> _EXTRACT TO READ_
---+---
During his 2004 general election campaign for the U.S. Senate, police representatives credited Obama for his active engagement with police organizations in enacting death penalty reforms. Obama resigned from the Illinois Senate in November 2004 following his election to the U.S. Senate.
Decisions by Republican incumbent Peter Fitzgerald and his Democratic predecessor Carol Moseley Braun not to participate in the election resulted in wide-open Democratic and Republican primary contests involving 15 candidates. In the March 2004 primary election, Obama won in an unexpected landslide—which overnight made him a rising star within the national Democratic Party, started speculation about a presidential future, and led to the reissue of his memoir, Dreams from My Father.
At the Democratic National Convention that summer, he delivered a much-acclaimed keynote address. Some pundits instantly pronounced him a future president, but most did not expect it to happen for some time.
Obama's expected opponent in the general election, Republican primary winner Jack Ryan, withdrew from the race in June 2004. Six weeks later, Alan Keyes accepted the Republican nomination to replace Ryan. In the November 2004 general election, Obama won with 70 percent of the vote, the largest margin of victory for a Senate candidate in Illinois history. He took 92 of the state's 102 counties, including several where Democrats traditionally do not do well.
On February 10, 2007, Obama announced his candidacy for President of the United States in front of the Old State Capitol building in Springfield, Illinois. The choice of the announcement site was viewed as symbolic, as it was also where Abraham Lincoln delivered his "House Divided" speech in 1858. Obama emphasized issues of rapidly ending the Iraq War, increasing energy independence, and reforming the health care system.
---+---
> _Entries in the collection_
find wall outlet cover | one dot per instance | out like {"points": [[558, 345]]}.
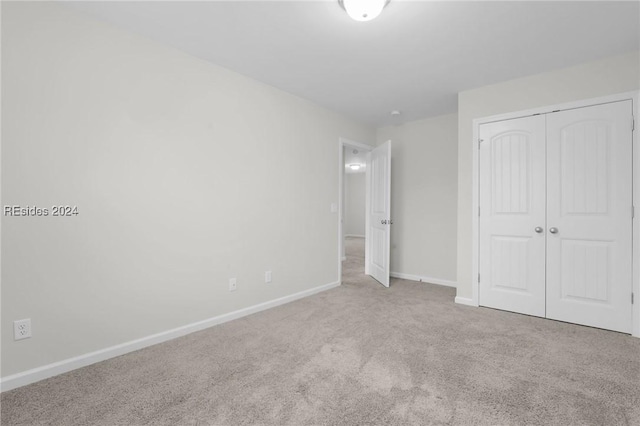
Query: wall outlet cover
{"points": [[22, 329]]}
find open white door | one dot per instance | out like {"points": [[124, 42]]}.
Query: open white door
{"points": [[379, 213]]}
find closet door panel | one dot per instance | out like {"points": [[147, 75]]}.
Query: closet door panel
{"points": [[512, 203], [589, 199]]}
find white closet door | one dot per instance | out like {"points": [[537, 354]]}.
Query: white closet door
{"points": [[589, 216], [512, 217], [379, 212]]}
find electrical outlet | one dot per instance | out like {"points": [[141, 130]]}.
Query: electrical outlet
{"points": [[22, 329]]}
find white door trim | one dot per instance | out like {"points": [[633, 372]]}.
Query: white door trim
{"points": [[342, 142], [475, 229]]}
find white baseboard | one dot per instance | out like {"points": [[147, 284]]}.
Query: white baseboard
{"points": [[424, 279], [464, 301], [46, 371]]}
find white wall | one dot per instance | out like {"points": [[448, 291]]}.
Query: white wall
{"points": [[605, 77], [423, 197], [355, 197], [185, 174]]}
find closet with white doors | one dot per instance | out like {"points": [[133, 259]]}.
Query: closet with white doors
{"points": [[555, 225]]}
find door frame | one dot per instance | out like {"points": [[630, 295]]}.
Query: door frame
{"points": [[344, 142], [633, 96]]}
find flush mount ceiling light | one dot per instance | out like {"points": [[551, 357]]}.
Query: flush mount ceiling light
{"points": [[363, 10]]}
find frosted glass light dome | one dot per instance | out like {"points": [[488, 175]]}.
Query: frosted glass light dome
{"points": [[364, 10]]}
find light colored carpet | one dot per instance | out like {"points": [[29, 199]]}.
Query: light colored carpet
{"points": [[358, 354]]}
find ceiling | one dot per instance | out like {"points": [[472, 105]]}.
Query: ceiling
{"points": [[414, 58]]}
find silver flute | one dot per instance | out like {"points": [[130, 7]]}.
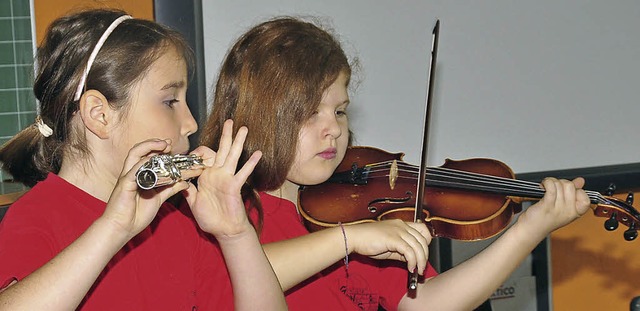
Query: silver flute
{"points": [[166, 169]]}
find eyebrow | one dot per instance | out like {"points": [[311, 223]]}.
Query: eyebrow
{"points": [[173, 84]]}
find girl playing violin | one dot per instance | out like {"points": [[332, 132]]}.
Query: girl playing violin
{"points": [[287, 80], [112, 93]]}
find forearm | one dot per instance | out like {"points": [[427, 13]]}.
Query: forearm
{"points": [[468, 284], [253, 279], [295, 260], [62, 283]]}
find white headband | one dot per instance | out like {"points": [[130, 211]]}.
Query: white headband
{"points": [[95, 51]]}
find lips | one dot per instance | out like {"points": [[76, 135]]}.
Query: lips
{"points": [[328, 153]]}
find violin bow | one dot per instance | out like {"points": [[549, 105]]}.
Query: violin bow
{"points": [[413, 276]]}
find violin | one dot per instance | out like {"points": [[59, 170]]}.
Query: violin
{"points": [[467, 200]]}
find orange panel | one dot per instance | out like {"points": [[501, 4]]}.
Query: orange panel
{"points": [[594, 269], [46, 10]]}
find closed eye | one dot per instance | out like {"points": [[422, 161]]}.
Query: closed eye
{"points": [[170, 102]]}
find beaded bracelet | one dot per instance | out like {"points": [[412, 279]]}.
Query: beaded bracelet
{"points": [[346, 249]]}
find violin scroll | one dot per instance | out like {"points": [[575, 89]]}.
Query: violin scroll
{"points": [[618, 211]]}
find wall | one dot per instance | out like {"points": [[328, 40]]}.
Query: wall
{"points": [[541, 85], [594, 269], [46, 11]]}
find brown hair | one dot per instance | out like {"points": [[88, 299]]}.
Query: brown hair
{"points": [[61, 59], [272, 80]]}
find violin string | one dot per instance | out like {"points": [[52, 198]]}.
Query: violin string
{"points": [[462, 179]]}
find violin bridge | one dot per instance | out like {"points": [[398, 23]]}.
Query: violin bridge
{"points": [[393, 174]]}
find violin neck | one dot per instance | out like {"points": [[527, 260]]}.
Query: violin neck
{"points": [[483, 183], [527, 190]]}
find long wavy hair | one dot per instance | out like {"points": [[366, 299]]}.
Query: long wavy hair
{"points": [[272, 81]]}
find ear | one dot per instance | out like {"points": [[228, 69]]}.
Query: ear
{"points": [[96, 113]]}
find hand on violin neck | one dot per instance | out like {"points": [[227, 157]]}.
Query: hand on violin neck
{"points": [[391, 239], [564, 201]]}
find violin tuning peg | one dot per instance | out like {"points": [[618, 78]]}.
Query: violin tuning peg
{"points": [[611, 223], [611, 189], [630, 234]]}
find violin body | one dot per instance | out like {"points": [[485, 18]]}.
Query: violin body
{"points": [[451, 213], [465, 200]]}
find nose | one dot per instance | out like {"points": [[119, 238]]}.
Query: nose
{"points": [[189, 124], [332, 126]]}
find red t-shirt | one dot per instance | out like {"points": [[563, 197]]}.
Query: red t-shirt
{"points": [[170, 265], [370, 282]]}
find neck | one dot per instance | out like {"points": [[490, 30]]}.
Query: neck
{"points": [[288, 191], [88, 177]]}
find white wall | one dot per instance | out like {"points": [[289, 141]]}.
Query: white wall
{"points": [[540, 85]]}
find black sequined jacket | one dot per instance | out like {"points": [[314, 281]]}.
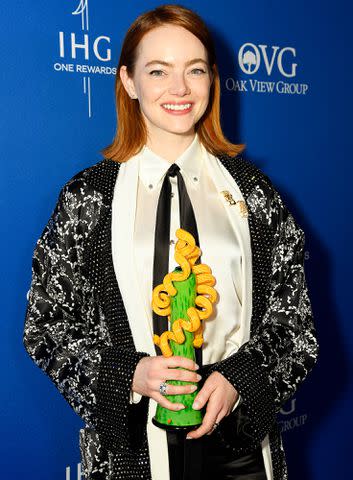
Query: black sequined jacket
{"points": [[76, 327]]}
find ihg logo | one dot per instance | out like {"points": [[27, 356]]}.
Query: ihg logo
{"points": [[70, 44]]}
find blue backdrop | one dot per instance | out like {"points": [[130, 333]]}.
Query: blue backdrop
{"points": [[286, 93]]}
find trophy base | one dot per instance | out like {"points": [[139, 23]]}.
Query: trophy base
{"points": [[173, 428]]}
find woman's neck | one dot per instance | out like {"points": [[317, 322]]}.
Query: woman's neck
{"points": [[170, 146]]}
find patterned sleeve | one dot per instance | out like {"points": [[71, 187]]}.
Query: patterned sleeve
{"points": [[65, 332], [283, 348]]}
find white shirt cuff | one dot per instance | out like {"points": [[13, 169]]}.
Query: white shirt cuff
{"points": [[135, 397], [236, 403]]}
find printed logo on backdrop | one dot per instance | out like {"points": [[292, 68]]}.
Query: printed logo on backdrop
{"points": [[75, 49], [261, 64], [289, 418]]}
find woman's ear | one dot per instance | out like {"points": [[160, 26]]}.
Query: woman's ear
{"points": [[127, 82]]}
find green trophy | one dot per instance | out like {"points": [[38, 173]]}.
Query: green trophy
{"points": [[188, 286]]}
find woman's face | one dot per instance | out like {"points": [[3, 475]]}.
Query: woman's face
{"points": [[171, 80]]}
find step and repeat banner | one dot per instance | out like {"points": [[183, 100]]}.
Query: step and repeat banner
{"points": [[286, 80]]}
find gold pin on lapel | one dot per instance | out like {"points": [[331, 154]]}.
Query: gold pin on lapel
{"points": [[243, 210]]}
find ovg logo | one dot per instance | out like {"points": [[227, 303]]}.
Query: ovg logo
{"points": [[251, 56], [265, 60], [77, 48]]}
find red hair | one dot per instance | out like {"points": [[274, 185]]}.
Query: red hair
{"points": [[131, 133]]}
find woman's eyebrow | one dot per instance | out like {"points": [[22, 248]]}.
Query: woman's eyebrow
{"points": [[167, 64]]}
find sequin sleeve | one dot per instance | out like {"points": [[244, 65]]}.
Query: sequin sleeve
{"points": [[65, 332], [283, 348]]}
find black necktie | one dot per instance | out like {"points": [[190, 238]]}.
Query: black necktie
{"points": [[162, 239]]}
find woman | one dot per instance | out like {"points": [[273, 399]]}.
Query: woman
{"points": [[88, 320]]}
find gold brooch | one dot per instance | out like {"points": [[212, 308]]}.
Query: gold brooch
{"points": [[243, 209]]}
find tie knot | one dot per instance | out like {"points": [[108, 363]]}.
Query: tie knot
{"points": [[173, 170]]}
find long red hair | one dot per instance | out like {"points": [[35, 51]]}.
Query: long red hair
{"points": [[131, 133]]}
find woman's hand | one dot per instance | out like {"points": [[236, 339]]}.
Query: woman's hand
{"points": [[150, 372], [221, 397]]}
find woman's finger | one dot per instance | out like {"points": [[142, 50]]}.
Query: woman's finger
{"points": [[164, 402], [181, 389], [178, 361], [180, 374]]}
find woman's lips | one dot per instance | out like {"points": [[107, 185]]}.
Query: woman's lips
{"points": [[178, 112]]}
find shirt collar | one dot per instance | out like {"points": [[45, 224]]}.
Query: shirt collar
{"points": [[152, 167]]}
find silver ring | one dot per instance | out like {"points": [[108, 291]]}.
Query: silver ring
{"points": [[163, 388]]}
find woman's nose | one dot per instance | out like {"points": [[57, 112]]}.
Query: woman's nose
{"points": [[179, 85]]}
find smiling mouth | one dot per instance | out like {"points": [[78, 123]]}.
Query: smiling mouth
{"points": [[181, 107]]}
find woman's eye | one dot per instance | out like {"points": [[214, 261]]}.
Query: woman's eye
{"points": [[198, 71], [156, 73]]}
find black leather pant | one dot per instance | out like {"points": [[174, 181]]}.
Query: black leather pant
{"points": [[206, 458]]}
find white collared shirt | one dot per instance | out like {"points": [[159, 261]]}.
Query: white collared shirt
{"points": [[225, 243], [219, 246]]}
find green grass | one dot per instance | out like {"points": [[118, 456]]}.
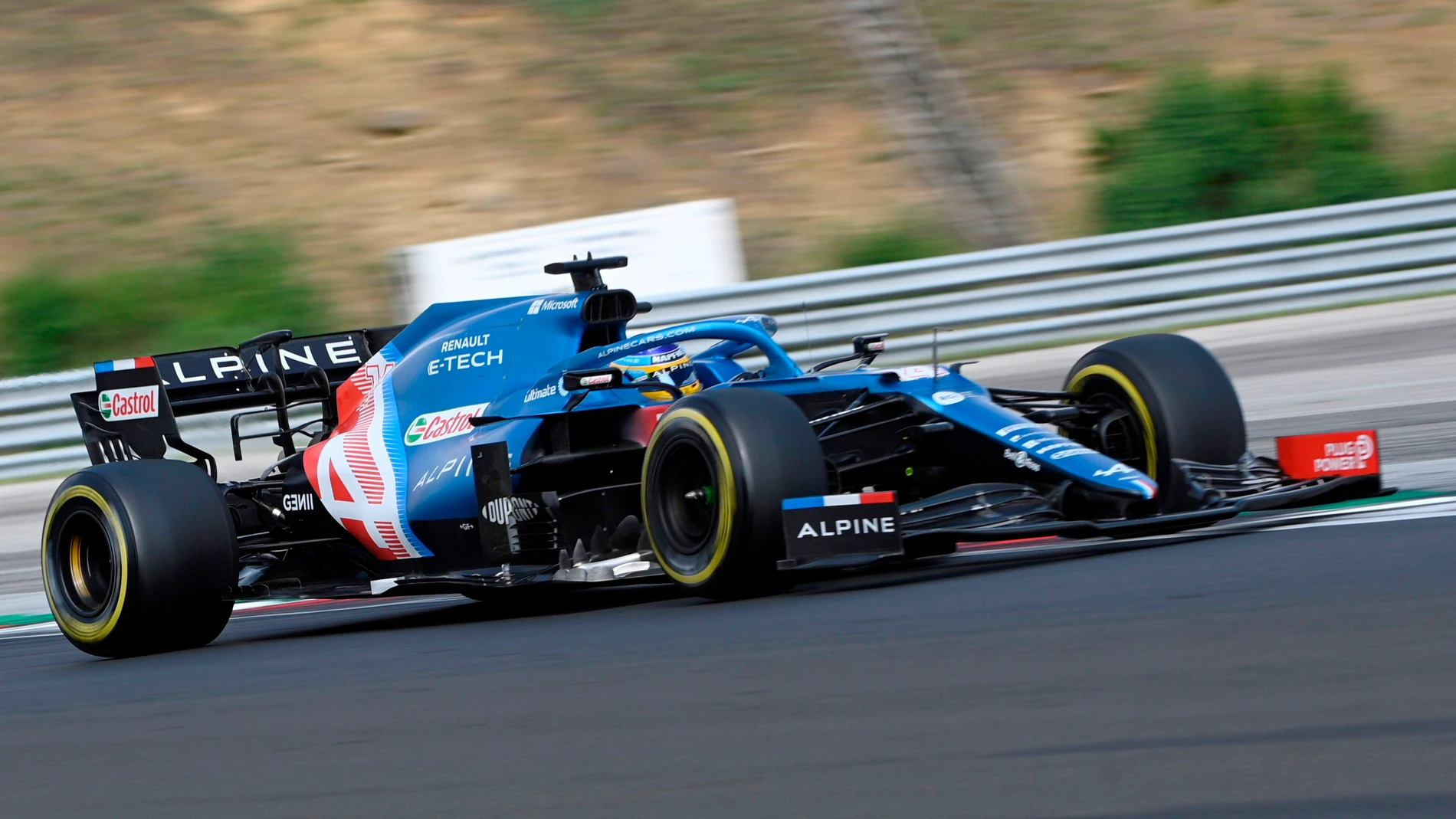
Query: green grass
{"points": [[894, 244], [231, 287], [1212, 149]]}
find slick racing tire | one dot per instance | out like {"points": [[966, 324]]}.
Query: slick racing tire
{"points": [[139, 558], [1169, 399], [713, 480]]}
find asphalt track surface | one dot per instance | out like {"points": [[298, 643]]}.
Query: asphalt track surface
{"points": [[1295, 673]]}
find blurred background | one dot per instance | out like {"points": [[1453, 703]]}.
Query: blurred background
{"points": [[181, 173]]}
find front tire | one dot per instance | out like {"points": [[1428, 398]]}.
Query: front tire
{"points": [[713, 479], [139, 558], [1168, 398]]}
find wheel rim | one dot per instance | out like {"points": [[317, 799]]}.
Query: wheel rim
{"points": [[686, 496], [1117, 434], [84, 565]]}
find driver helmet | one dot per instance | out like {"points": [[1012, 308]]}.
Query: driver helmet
{"points": [[669, 364]]}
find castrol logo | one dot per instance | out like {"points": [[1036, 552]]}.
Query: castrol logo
{"points": [[440, 425], [129, 403]]}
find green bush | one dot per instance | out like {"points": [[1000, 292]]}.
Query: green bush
{"points": [[232, 287], [1213, 149], [1441, 173]]}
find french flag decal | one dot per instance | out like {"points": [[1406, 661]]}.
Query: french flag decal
{"points": [[839, 501], [855, 527], [126, 364]]}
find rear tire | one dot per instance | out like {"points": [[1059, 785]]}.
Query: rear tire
{"points": [[713, 479], [139, 558], [1174, 401]]}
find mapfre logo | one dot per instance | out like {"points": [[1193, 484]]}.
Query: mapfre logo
{"points": [[440, 425], [553, 304], [129, 403]]}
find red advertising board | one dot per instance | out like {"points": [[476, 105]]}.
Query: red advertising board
{"points": [[1330, 454]]}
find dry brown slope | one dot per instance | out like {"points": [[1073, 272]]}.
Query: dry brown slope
{"points": [[127, 126]]}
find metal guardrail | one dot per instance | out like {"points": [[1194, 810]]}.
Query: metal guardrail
{"points": [[1094, 287]]}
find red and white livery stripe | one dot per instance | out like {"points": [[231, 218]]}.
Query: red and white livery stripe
{"points": [[351, 470]]}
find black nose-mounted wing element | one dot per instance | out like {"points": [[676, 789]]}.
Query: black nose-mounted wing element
{"points": [[867, 349], [585, 274]]}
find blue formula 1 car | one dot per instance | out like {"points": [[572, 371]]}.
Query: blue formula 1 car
{"points": [[523, 441]]}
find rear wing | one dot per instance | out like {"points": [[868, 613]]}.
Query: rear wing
{"points": [[134, 408]]}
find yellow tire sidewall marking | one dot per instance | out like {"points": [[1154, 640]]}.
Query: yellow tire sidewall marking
{"points": [[727, 495], [1139, 405], [77, 629]]}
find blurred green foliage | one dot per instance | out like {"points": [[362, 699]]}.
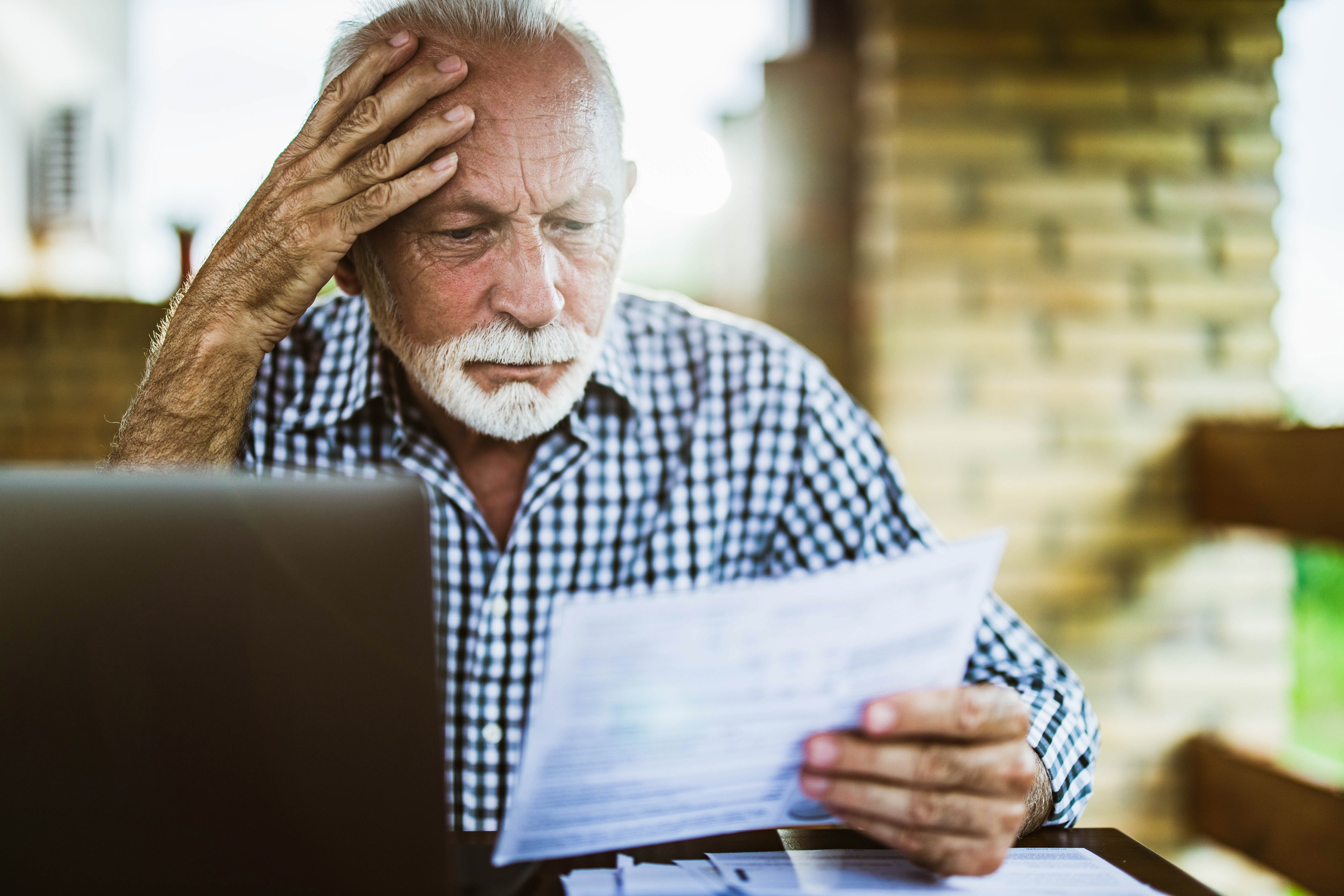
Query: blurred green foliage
---+---
> _EXERCISE REQUIREMENTS_
1. According to the passage about Obama, what percentage of the vote did Obama win in the November 2004 general election?
2. Print part of the passage about Obama, beginning at the words "On February 10, 2007, Obama" and stopping after "health care system.".
Rely only on the passage about Obama.

> _SET OF ANSWERS_
1. 70 percent

2.
On February 10, 2007, Obama announced his candidacy for President of the United States in front of the Old State Capitol building in Springfield, Illinois. The choice of the announcement site was viewed as symbolic, as it was also where Abraham Lincoln delivered his "House Divided" speech in 1858. Obama emphasized issues of rapidly ending the Iraq War, increasing energy independence, and reforming the health care system.